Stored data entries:
▬▬▬

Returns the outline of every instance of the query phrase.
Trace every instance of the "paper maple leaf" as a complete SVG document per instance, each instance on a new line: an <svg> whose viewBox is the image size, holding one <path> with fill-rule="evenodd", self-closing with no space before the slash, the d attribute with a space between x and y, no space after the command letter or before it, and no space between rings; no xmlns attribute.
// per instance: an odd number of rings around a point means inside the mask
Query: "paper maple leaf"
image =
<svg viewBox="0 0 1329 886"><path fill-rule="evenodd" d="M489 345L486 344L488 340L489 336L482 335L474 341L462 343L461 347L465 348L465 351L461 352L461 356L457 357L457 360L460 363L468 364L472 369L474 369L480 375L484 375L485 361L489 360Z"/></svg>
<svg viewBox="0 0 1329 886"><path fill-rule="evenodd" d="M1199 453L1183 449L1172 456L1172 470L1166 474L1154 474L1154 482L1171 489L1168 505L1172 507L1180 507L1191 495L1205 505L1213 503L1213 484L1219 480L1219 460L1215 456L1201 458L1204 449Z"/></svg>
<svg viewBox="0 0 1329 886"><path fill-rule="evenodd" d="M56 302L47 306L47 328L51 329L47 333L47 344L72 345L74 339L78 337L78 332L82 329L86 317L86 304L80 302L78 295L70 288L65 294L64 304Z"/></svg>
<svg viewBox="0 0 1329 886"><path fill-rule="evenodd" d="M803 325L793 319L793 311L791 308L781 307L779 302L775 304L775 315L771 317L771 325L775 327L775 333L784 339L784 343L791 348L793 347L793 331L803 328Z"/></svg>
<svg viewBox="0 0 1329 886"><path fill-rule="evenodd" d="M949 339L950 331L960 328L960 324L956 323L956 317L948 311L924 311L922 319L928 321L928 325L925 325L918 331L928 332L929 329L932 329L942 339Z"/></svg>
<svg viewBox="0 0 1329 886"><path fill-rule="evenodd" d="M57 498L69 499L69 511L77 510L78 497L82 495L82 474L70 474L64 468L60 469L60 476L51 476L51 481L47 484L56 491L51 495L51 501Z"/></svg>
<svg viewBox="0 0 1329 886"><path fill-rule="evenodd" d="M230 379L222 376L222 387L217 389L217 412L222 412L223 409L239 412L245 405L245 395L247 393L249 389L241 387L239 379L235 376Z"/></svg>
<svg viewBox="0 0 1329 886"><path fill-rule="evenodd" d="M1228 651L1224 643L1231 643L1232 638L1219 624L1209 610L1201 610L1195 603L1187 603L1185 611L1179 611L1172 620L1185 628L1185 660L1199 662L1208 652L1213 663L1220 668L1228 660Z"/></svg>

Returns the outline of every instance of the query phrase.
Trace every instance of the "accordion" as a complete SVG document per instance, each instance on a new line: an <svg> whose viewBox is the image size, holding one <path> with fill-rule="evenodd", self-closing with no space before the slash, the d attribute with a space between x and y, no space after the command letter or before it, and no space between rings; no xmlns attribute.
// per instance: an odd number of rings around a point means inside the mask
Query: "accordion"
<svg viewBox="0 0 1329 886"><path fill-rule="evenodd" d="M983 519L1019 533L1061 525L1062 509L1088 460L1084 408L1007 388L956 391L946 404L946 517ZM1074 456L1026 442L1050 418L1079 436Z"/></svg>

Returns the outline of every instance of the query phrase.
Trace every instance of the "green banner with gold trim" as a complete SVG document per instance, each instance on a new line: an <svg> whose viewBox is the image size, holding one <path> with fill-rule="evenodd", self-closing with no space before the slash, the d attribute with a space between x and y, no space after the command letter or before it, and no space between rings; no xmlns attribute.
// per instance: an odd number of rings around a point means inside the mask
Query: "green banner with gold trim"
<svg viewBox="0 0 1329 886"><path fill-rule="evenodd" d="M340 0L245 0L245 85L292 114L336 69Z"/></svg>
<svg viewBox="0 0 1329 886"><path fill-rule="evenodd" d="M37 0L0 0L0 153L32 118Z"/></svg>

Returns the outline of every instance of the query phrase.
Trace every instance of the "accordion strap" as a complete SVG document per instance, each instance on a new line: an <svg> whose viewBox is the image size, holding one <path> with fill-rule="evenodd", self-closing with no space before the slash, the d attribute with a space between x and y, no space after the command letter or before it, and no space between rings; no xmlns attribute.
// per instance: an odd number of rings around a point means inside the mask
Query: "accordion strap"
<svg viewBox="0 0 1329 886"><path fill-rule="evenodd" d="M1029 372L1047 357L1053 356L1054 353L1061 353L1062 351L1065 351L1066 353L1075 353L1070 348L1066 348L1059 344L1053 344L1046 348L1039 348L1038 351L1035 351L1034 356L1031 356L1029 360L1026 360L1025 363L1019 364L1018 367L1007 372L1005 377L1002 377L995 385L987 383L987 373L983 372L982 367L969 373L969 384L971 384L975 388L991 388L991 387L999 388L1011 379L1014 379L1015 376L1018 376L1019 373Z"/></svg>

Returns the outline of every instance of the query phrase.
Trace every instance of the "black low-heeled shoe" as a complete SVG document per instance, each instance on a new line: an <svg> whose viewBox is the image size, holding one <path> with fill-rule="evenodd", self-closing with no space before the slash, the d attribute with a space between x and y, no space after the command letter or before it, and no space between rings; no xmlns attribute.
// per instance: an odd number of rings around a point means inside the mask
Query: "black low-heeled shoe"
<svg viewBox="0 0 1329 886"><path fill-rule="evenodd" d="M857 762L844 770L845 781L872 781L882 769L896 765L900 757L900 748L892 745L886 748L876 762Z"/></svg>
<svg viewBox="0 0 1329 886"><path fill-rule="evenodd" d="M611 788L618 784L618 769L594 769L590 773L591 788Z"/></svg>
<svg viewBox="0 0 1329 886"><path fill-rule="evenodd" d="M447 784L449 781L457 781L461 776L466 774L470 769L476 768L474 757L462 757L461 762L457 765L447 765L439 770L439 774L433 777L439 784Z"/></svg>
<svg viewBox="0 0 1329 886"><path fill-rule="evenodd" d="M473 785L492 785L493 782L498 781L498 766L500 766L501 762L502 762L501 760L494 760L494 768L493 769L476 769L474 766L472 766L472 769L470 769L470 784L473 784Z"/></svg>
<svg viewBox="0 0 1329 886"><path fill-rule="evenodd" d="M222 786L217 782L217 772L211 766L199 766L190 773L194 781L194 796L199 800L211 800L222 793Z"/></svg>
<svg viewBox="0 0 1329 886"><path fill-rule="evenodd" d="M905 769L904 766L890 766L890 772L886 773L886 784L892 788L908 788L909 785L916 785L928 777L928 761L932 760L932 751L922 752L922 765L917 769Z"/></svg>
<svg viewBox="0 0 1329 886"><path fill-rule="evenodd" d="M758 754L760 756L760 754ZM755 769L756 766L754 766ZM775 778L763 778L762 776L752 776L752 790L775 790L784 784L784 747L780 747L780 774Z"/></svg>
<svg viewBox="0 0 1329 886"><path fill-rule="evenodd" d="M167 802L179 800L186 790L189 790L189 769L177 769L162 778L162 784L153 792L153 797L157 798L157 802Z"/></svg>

▬▬▬

EXERCISE BRIEF: Reproduce every line of the material above verbatim, without changing any character.

SOLUTION TO THE EXERCISE:
Returns the outline of every instance of the query phrase.
Trace every instance of the "paper maple leaf" as a complete SVG document per instance, each instance on a new line: an <svg> whose viewBox is the image size, holding one <path> with fill-rule="evenodd", self-closing with no space before the slash, the d attribute with a space between x and y, no space after the command letter or before it, and no space between rings; no xmlns attribute.
// per instance: an odd number of rings around a point means inside the mask
Query: "paper maple leaf"
image =
<svg viewBox="0 0 1329 886"><path fill-rule="evenodd" d="M489 345L486 344L488 340L489 336L482 335L474 341L462 343L461 347L465 348L465 351L461 352L461 356L457 357L457 360L460 363L468 364L472 369L474 369L480 375L484 375L485 361L489 360Z"/></svg>
<svg viewBox="0 0 1329 886"><path fill-rule="evenodd" d="M1199 453L1183 449L1172 456L1172 470L1166 474L1154 474L1154 482L1171 489L1168 505L1172 507L1180 507L1191 495L1205 505L1213 503L1213 484L1219 480L1219 460L1215 456L1201 458L1204 449Z"/></svg>
<svg viewBox="0 0 1329 886"><path fill-rule="evenodd" d="M56 302L47 306L47 328L51 329L47 333L47 344L72 345L74 339L78 337L78 332L82 329L86 317L86 304L80 302L78 295L70 288L65 294L64 304Z"/></svg>
<svg viewBox="0 0 1329 886"><path fill-rule="evenodd" d="M803 325L793 319L793 311L791 308L781 307L779 302L775 304L775 315L771 317L771 325L775 327L775 333L784 339L784 343L791 348L793 347L793 331L803 328Z"/></svg>
<svg viewBox="0 0 1329 886"><path fill-rule="evenodd" d="M949 339L950 331L960 328L960 324L956 323L956 317L948 311L924 311L922 319L928 321L928 325L925 325L918 331L928 332L929 329L932 329L942 339Z"/></svg>
<svg viewBox="0 0 1329 886"><path fill-rule="evenodd" d="M57 498L69 499L69 511L77 510L78 497L82 495L82 474L70 474L64 468L60 469L60 476L51 476L51 481L47 484L56 491L51 495L51 501Z"/></svg>
<svg viewBox="0 0 1329 886"><path fill-rule="evenodd" d="M230 379L222 376L222 387L217 389L217 412L222 412L223 409L239 412L245 405L245 395L247 393L249 389L241 387L239 379L235 376Z"/></svg>
<svg viewBox="0 0 1329 886"><path fill-rule="evenodd" d="M1228 651L1224 643L1231 643L1232 638L1219 624L1209 610L1201 610L1195 603L1187 603L1185 611L1179 611L1172 620L1185 628L1185 660L1199 662L1208 652L1213 663L1220 668L1228 660Z"/></svg>

Returns the outline of every instance of the query phrase.
Trace every instance of the "accordion" as a complete SVG document per instance, each instance on a new line: an <svg> whose viewBox is the image size, holding one <path> with fill-rule="evenodd", self-closing with no space before the slash, the d attribute with a space between x and y, no space after the command letter or before it, and no space between rings; no xmlns attribute.
// per instance: an odd number of rings around a point means inside the mask
Query: "accordion"
<svg viewBox="0 0 1329 886"><path fill-rule="evenodd" d="M983 519L1019 533L1061 525L1062 509L1088 460L1084 408L1007 388L956 391L946 404L946 517ZM1074 456L1026 442L1050 418L1079 436Z"/></svg>

Returns the outline of every instance of the query phrase.
Trace every instance of the "green banner with gold trim" as a complete SVG document per instance, each instance on a new line: an <svg> whose viewBox is the image size, holding one <path> with fill-rule="evenodd", self-closing with no space before the slash, the d attribute with a space between x and y, no space after the command letter or before it, and no space between rings; no xmlns attribute.
// per instance: an odd number of rings around a point means inside the mask
Query: "green banner with gold trim"
<svg viewBox="0 0 1329 886"><path fill-rule="evenodd" d="M340 0L245 0L245 85L292 114L336 69Z"/></svg>
<svg viewBox="0 0 1329 886"><path fill-rule="evenodd" d="M37 0L0 0L0 153L32 118Z"/></svg>

Returns the outline of every instance of the query phrase.
Trace every instance of the "accordion strap" as a complete SVG document per instance, each instance on a new line: an <svg> whose viewBox is the image size, holding one <path> with fill-rule="evenodd", self-closing with no space before the slash, the d attribute with a space between x and y, no space after the command letter or before it, and no space between rings; no xmlns attribute.
// per instance: an odd number of rings around a point means inside the mask
Query: "accordion strap"
<svg viewBox="0 0 1329 886"><path fill-rule="evenodd" d="M1029 372L1047 357L1053 356L1054 353L1061 353L1062 351L1065 351L1066 353L1075 353L1070 348L1066 348L1059 344L1053 344L1046 348L1039 348L1038 351L1035 351L1034 356L1031 356L1029 360L1026 360L1025 363L1019 364L1018 367L1007 372L1005 377L1002 377L995 385L987 383L987 373L983 372L982 367L969 373L969 384L971 384L975 388L991 388L991 387L999 388L1011 379L1014 379L1015 376L1018 376L1019 373Z"/></svg>

Returns the outline of every instance of the query phrase.
Trace every instance of the "black low-heeled shoe" as a complete SVG document per instance, each instance on a new line: an <svg> whose viewBox is the image size, holding one <path> with fill-rule="evenodd", self-closing with no space before the slash, the d attribute with a space between x and y, no space after the command letter or before it, and no space between rings; no xmlns attribute.
// per instance: an odd number of rings around a point means inside the mask
Query: "black low-heeled shoe"
<svg viewBox="0 0 1329 886"><path fill-rule="evenodd" d="M857 762L844 770L845 781L872 781L882 769L896 765L900 757L900 748L892 745L886 748L876 762Z"/></svg>
<svg viewBox="0 0 1329 886"><path fill-rule="evenodd" d="M611 788L618 784L618 769L594 769L590 773L591 788Z"/></svg>
<svg viewBox="0 0 1329 886"><path fill-rule="evenodd" d="M447 784L449 781L457 781L461 776L466 774L470 769L476 768L474 757L462 757L461 762L457 765L447 765L439 770L439 774L433 777L439 784Z"/></svg>
<svg viewBox="0 0 1329 886"><path fill-rule="evenodd" d="M473 785L492 785L493 782L498 781L498 766L500 766L501 762L502 762L501 760L494 760L494 768L493 769L476 769L474 766L472 766L472 769L470 769L470 784L473 784Z"/></svg>
<svg viewBox="0 0 1329 886"><path fill-rule="evenodd" d="M222 786L217 782L217 772L211 766L199 766L190 773L194 781L194 796L199 800L211 800L222 793Z"/></svg>
<svg viewBox="0 0 1329 886"><path fill-rule="evenodd" d="M905 769L904 766L890 766L890 772L886 773L886 784L892 788L908 788L909 785L916 785L928 777L928 761L932 760L932 751L922 752L922 765L917 769Z"/></svg>
<svg viewBox="0 0 1329 886"><path fill-rule="evenodd" d="M758 754L760 756L760 754ZM755 769L756 766L754 766ZM775 778L763 778L762 776L752 776L752 790L775 790L784 784L784 747L780 747L780 774Z"/></svg>
<svg viewBox="0 0 1329 886"><path fill-rule="evenodd" d="M167 802L179 800L186 790L189 790L189 769L177 769L162 778L162 784L153 792L153 797L157 798L157 802Z"/></svg>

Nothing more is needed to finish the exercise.